(Labeled area outline records)
+ + + + + + +

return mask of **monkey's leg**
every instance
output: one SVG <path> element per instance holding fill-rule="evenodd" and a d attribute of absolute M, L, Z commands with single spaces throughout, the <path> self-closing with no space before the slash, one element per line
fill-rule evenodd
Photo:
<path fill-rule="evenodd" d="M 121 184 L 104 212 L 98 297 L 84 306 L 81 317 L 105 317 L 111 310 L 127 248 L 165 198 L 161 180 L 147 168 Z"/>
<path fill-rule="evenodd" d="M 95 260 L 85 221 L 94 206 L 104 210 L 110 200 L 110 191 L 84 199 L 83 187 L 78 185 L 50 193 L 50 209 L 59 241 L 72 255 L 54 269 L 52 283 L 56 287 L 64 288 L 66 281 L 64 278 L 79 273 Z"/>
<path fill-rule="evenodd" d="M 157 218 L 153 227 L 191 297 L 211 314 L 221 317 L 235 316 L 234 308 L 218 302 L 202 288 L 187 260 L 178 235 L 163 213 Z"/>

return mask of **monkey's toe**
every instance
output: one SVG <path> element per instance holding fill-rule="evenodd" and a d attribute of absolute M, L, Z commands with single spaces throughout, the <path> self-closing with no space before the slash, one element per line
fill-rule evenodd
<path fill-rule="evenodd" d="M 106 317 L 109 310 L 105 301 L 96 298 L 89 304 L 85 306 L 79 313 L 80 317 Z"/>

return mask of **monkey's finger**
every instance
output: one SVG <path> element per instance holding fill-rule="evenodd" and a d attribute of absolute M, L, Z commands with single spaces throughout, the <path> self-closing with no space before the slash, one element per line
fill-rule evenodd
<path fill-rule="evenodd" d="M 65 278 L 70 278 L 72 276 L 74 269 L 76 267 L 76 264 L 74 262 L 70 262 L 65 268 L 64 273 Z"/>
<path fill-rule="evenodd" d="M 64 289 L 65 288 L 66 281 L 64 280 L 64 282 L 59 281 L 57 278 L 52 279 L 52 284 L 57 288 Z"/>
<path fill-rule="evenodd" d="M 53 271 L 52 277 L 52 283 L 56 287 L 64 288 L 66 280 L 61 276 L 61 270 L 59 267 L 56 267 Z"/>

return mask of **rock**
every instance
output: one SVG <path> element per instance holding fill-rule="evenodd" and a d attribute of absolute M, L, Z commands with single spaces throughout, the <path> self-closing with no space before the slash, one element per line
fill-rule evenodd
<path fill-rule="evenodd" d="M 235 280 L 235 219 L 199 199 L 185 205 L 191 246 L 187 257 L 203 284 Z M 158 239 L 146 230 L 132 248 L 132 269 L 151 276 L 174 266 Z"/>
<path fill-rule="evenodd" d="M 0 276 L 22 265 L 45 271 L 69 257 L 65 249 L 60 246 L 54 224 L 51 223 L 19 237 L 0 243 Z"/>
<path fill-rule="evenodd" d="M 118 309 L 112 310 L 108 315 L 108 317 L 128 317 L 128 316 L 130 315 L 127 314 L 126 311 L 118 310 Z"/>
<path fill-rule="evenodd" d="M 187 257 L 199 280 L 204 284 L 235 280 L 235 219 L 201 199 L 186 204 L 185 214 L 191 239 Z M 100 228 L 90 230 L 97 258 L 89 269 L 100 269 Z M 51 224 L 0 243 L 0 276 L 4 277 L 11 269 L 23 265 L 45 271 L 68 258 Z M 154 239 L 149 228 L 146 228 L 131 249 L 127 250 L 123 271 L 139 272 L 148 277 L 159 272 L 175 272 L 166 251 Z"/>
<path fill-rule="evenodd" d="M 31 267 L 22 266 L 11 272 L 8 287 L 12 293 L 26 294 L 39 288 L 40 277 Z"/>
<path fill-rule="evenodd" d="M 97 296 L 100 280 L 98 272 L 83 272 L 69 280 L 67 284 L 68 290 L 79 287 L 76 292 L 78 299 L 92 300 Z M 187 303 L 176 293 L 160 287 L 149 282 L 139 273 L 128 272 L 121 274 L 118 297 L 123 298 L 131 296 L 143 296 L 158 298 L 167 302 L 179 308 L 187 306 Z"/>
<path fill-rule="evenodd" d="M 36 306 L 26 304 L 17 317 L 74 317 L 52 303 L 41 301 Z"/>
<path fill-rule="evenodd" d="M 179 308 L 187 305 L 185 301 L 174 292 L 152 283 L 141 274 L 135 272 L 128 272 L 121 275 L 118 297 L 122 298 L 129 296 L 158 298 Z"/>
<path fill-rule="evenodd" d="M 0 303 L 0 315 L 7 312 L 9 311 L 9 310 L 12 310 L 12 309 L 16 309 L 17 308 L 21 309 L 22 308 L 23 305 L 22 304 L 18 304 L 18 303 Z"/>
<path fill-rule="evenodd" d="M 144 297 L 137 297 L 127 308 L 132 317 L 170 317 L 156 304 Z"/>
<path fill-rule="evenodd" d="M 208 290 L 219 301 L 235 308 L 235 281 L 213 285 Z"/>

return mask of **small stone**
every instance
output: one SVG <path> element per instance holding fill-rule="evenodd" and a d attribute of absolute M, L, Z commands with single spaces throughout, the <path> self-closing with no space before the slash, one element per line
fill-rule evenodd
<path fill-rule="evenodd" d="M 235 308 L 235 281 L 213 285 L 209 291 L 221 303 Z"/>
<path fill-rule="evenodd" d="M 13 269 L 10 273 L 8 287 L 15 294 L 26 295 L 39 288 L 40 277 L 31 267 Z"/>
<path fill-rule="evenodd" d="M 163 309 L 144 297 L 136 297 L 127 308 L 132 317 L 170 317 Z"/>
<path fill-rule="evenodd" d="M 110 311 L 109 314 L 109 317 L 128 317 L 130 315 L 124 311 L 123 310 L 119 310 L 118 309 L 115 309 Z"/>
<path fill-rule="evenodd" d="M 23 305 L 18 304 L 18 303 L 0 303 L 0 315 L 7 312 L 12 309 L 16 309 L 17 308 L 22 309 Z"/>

+ + + + + + +

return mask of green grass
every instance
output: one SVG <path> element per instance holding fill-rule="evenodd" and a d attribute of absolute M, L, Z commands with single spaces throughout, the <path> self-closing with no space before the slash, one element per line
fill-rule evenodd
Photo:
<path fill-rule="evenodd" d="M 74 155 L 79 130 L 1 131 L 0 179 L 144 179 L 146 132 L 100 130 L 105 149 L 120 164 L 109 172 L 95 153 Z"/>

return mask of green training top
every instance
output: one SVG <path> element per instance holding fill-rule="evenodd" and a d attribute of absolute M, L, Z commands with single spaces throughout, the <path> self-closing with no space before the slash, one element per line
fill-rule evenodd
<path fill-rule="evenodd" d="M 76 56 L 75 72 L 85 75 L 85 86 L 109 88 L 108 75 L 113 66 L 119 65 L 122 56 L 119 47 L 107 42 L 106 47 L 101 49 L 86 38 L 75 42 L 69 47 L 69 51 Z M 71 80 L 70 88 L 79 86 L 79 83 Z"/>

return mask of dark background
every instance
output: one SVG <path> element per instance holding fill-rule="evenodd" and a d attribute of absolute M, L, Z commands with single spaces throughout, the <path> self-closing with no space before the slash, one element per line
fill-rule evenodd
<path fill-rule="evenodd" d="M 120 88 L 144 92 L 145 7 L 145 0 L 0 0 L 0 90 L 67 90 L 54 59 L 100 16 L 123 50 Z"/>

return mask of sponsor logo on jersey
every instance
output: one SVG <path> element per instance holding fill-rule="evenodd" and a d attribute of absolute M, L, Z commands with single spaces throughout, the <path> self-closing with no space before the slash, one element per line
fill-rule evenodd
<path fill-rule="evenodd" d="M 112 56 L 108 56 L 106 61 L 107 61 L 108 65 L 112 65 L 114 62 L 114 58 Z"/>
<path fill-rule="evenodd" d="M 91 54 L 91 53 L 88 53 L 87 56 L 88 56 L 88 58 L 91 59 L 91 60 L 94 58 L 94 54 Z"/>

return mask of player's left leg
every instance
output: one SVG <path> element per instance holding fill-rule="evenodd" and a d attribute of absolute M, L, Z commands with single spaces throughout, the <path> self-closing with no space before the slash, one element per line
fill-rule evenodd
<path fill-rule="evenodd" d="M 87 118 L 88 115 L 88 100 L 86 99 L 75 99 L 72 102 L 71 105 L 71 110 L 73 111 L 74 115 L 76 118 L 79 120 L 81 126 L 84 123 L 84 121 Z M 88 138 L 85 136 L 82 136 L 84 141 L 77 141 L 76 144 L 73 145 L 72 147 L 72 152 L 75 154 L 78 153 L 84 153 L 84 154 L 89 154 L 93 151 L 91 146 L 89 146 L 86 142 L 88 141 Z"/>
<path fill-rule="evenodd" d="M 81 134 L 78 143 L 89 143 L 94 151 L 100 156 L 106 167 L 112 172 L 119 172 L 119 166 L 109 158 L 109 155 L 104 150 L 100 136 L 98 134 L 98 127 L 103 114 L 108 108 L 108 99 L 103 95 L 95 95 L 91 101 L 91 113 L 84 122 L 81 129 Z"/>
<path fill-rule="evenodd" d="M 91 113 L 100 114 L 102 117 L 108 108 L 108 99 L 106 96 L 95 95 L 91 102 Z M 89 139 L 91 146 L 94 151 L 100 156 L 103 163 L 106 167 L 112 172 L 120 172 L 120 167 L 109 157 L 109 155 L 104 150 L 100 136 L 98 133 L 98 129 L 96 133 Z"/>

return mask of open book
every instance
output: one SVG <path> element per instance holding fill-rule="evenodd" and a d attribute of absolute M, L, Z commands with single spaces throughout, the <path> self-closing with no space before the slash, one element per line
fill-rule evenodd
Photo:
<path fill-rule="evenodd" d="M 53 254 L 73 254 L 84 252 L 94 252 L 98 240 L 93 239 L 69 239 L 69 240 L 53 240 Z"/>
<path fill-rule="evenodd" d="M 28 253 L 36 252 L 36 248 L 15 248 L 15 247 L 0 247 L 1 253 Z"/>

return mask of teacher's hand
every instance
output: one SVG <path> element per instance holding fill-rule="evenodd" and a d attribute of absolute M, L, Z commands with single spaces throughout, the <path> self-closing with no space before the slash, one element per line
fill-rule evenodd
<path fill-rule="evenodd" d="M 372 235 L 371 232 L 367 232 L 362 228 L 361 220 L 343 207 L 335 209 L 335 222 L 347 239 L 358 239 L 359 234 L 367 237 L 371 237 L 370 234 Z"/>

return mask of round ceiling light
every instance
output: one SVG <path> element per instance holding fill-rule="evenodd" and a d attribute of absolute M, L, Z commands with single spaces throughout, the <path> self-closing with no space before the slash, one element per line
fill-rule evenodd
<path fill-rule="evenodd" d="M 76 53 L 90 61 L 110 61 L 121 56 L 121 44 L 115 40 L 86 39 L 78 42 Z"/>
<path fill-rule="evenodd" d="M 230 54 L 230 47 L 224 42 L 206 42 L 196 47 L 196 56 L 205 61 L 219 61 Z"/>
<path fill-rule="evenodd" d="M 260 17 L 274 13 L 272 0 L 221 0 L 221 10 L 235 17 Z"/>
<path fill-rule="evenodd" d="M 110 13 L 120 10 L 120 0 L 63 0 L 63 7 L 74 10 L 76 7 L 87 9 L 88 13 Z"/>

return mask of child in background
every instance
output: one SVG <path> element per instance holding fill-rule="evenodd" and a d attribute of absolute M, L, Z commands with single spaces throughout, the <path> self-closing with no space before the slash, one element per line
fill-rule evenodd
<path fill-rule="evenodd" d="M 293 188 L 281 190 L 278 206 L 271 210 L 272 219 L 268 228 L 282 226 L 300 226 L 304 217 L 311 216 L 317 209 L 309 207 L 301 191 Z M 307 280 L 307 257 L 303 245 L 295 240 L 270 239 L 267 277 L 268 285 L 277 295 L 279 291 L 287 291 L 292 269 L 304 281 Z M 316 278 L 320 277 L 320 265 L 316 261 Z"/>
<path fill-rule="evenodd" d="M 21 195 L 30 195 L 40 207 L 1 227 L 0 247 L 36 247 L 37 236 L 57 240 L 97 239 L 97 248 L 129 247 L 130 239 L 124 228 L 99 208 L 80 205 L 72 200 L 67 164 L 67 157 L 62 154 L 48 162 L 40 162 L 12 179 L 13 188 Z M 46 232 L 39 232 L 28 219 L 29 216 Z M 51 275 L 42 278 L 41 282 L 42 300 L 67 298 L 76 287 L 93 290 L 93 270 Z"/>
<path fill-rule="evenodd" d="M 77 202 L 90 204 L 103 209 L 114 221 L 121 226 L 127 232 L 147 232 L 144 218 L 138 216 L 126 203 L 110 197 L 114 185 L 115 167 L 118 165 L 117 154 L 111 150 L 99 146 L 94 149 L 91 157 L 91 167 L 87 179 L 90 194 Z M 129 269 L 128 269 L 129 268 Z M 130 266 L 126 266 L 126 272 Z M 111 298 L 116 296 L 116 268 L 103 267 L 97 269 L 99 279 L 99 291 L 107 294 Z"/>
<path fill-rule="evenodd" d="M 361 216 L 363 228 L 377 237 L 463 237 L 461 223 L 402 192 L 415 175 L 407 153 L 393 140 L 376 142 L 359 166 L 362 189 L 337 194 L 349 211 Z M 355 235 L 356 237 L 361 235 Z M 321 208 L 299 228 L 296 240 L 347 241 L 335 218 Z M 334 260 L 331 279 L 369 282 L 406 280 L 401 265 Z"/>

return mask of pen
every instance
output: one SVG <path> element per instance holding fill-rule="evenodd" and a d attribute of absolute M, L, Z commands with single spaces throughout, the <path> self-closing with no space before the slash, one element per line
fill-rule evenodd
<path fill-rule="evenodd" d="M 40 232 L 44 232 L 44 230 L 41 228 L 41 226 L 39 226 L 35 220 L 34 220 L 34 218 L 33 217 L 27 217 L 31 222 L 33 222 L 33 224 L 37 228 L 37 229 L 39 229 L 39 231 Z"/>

+ + + + + + +

## CHALLENGE
Copy out the lines of the records exactly, from the line containing "return mask of pen" down to the line containing "40 232 L 44", including both of those lines.

## RESPONSE FOR THIS EXERCISE
return mask of pen
every instance
output: one SVG <path> element per instance holding fill-rule="evenodd" and a d attribute of absolute M, L, Z commands with single spaces throughout, the <path> self-closing with no space before the slash, one element per line
fill-rule evenodd
<path fill-rule="evenodd" d="M 40 232 L 44 232 L 44 230 L 41 228 L 41 226 L 39 226 L 35 220 L 34 220 L 34 218 L 33 217 L 27 217 L 31 222 L 33 222 L 33 224 L 37 228 L 37 229 L 39 229 L 39 231 Z"/>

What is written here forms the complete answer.